> [GIVEN REQUEST]: Report each line of the records below that contains the string "trunk", copying the whole line. The match is case-sensitive.

> [SUPPLIED RECORDS]:
========================================================================

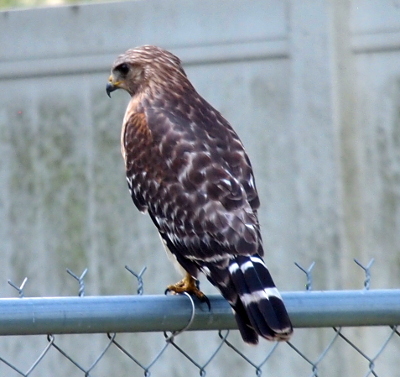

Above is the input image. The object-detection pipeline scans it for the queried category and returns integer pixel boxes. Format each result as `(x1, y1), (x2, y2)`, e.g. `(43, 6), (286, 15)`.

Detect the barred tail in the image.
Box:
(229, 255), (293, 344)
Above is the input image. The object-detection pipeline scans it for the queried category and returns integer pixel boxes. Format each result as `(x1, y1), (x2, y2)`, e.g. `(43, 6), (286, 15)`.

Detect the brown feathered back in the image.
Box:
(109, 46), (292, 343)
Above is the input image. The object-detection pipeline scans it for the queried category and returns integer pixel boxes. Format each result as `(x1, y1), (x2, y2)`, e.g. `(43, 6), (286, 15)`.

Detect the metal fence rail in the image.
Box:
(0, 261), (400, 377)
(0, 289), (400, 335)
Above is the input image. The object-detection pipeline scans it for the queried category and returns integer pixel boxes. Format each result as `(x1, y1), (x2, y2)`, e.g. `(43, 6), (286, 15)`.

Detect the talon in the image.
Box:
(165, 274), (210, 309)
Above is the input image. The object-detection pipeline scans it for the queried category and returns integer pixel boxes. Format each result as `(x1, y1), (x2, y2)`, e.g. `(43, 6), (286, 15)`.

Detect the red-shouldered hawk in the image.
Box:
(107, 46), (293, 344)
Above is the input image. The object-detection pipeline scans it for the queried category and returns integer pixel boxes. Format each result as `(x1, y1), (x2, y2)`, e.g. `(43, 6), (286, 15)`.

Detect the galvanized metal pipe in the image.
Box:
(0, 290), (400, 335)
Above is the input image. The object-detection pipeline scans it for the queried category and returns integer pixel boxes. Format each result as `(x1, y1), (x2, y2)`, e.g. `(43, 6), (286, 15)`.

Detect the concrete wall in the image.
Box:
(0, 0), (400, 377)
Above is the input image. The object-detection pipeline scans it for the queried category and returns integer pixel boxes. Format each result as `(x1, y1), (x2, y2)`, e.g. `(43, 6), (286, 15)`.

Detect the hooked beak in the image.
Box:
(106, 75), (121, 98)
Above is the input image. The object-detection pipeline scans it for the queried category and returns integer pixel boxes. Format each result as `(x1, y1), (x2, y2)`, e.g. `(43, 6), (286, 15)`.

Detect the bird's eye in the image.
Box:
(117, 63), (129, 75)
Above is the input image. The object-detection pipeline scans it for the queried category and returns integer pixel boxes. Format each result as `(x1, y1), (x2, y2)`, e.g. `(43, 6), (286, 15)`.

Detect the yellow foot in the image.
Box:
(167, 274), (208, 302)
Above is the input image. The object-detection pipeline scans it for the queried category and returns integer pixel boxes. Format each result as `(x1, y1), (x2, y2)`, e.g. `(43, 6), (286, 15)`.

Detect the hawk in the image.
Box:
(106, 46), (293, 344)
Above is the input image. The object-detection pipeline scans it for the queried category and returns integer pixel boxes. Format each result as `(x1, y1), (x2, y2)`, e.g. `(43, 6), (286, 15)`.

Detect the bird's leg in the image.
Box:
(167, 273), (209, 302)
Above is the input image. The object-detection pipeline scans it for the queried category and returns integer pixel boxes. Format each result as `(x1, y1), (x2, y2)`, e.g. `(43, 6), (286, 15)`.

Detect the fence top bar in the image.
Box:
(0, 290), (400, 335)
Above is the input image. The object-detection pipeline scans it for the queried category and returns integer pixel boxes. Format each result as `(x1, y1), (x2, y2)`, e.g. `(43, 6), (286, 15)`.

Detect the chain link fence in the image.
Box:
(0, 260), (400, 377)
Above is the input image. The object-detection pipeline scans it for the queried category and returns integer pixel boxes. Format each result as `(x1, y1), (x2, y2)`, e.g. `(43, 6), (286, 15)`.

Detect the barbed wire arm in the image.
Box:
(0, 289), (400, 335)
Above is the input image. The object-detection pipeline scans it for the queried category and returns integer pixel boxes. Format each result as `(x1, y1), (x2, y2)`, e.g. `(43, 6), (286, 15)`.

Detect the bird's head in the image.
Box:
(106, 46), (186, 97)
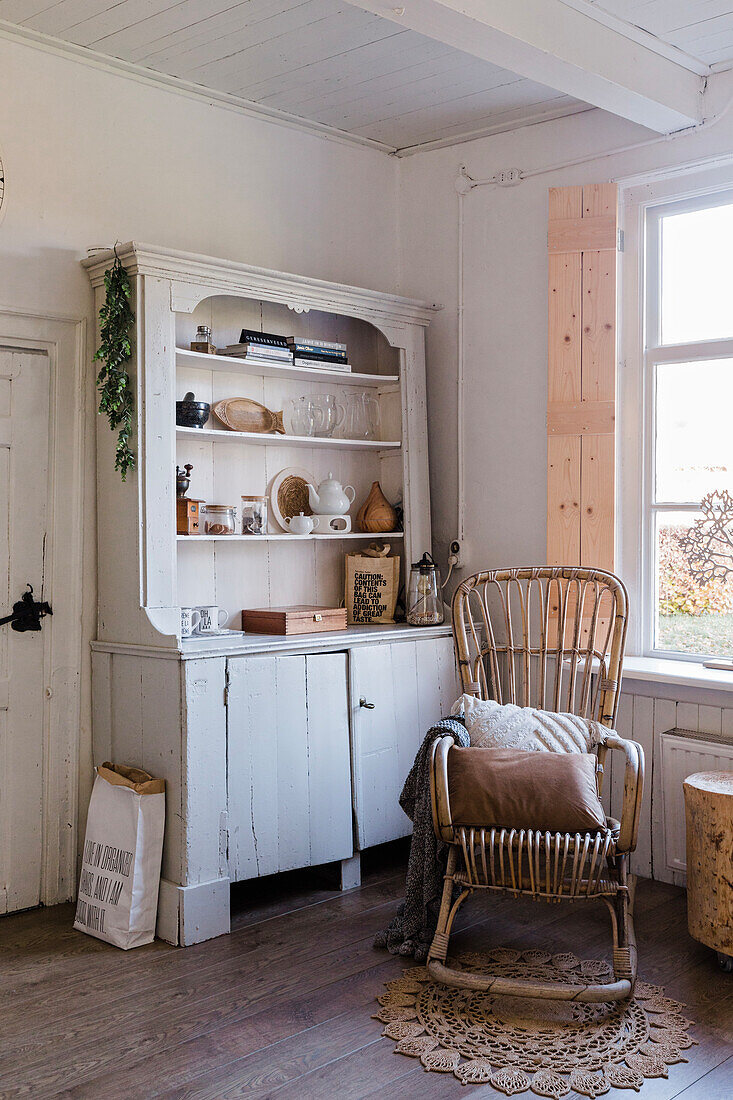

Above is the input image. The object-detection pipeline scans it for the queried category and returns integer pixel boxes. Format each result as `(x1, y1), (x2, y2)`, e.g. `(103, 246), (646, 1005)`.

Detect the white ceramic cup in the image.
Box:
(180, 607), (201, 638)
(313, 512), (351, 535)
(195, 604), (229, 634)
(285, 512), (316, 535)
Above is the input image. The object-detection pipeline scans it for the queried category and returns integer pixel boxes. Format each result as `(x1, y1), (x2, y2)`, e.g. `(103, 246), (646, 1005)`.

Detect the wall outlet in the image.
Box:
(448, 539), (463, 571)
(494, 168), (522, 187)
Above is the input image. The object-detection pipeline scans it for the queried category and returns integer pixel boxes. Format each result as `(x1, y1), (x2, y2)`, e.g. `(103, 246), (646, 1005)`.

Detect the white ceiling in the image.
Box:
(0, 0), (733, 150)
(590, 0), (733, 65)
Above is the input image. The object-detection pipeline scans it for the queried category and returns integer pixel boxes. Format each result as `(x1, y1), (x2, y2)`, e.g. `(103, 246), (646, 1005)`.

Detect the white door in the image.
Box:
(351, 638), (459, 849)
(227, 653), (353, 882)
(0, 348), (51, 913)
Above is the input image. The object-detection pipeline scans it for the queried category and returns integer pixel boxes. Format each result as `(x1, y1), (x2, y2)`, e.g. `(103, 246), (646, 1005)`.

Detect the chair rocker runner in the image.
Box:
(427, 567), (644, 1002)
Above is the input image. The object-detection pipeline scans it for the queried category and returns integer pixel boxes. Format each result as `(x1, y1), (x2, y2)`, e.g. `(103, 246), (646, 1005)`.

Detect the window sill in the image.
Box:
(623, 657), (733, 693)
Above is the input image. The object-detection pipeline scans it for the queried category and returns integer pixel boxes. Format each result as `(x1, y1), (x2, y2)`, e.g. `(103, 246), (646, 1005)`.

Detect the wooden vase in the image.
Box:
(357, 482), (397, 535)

========================================================================

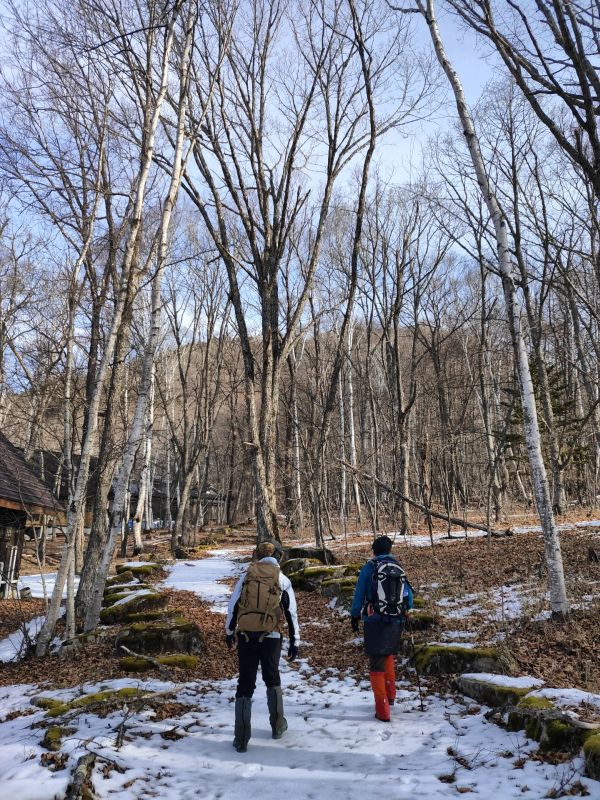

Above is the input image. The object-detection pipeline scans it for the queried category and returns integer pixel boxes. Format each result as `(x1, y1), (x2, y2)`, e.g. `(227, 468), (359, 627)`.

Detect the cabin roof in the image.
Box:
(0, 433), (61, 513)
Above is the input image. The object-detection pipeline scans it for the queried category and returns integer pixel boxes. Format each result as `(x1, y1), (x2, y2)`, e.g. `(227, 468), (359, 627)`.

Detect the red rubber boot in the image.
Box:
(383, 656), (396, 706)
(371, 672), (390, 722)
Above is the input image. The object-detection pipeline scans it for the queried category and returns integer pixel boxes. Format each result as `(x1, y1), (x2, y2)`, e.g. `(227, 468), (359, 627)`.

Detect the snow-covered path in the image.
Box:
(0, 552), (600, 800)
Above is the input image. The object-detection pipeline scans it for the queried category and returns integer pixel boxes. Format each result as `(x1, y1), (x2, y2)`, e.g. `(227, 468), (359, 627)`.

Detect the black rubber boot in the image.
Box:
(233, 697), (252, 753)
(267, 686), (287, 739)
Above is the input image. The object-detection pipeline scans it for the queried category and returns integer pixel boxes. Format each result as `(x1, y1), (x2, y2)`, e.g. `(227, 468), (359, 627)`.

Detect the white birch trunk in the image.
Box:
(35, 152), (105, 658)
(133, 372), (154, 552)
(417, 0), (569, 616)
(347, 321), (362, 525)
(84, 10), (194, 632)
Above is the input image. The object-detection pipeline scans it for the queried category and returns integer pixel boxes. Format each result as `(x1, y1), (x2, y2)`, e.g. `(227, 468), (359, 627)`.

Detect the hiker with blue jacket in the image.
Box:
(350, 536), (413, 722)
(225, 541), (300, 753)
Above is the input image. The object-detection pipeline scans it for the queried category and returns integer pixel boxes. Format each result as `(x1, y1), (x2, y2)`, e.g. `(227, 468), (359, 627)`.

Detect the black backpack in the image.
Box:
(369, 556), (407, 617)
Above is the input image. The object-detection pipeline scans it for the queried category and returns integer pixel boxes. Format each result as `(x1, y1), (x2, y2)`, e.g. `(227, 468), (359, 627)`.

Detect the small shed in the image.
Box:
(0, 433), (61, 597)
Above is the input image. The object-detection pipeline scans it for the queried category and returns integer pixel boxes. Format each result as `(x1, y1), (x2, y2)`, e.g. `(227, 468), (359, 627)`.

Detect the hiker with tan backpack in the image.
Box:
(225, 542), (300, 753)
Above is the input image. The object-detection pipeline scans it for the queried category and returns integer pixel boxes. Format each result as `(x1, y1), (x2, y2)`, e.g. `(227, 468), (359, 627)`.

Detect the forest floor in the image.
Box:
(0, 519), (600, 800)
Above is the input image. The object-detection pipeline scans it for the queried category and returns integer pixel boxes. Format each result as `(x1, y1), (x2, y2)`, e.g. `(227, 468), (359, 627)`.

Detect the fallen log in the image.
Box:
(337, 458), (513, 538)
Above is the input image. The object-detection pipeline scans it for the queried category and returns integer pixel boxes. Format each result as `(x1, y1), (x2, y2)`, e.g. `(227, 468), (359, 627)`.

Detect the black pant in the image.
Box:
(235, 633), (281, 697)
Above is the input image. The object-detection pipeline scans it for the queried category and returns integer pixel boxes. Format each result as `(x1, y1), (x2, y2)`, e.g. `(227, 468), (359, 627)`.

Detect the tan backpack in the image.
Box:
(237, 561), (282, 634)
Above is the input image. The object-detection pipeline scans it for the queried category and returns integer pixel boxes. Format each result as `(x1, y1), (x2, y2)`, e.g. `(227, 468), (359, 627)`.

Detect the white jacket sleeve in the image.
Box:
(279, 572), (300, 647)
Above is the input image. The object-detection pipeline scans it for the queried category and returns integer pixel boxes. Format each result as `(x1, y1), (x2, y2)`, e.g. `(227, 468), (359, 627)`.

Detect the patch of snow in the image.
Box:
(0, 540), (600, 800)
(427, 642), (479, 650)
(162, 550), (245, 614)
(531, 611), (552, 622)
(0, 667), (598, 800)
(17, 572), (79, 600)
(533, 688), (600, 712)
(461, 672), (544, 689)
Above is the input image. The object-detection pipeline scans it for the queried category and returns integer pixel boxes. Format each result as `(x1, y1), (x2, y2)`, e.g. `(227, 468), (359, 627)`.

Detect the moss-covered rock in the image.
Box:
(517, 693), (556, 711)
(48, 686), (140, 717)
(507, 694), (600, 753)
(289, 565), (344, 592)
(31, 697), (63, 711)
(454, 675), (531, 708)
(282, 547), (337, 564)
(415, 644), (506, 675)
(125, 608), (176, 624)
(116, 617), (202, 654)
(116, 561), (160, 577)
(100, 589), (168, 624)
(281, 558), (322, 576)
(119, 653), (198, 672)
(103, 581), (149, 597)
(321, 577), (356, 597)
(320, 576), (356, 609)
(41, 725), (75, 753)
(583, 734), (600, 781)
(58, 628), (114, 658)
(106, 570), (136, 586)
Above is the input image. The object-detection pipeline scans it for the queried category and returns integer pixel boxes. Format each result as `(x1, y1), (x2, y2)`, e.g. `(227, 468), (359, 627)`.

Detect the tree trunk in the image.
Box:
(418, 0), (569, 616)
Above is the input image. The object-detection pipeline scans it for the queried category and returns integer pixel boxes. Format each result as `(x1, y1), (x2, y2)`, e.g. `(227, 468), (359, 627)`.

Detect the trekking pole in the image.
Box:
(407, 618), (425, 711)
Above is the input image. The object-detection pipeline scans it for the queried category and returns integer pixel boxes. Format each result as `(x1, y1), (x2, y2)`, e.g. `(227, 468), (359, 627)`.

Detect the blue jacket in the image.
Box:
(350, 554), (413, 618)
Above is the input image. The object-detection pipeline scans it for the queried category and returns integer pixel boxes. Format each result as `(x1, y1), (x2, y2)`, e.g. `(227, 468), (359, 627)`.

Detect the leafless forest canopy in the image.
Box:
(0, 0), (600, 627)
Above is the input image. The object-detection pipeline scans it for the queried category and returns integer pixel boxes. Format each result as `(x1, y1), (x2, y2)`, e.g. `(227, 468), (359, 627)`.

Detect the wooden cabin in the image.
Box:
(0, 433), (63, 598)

========================================================================

> [PROBLEM SOLUTION]:
Detect the white birch trunk in the image.
Detect the tree trunk in the image.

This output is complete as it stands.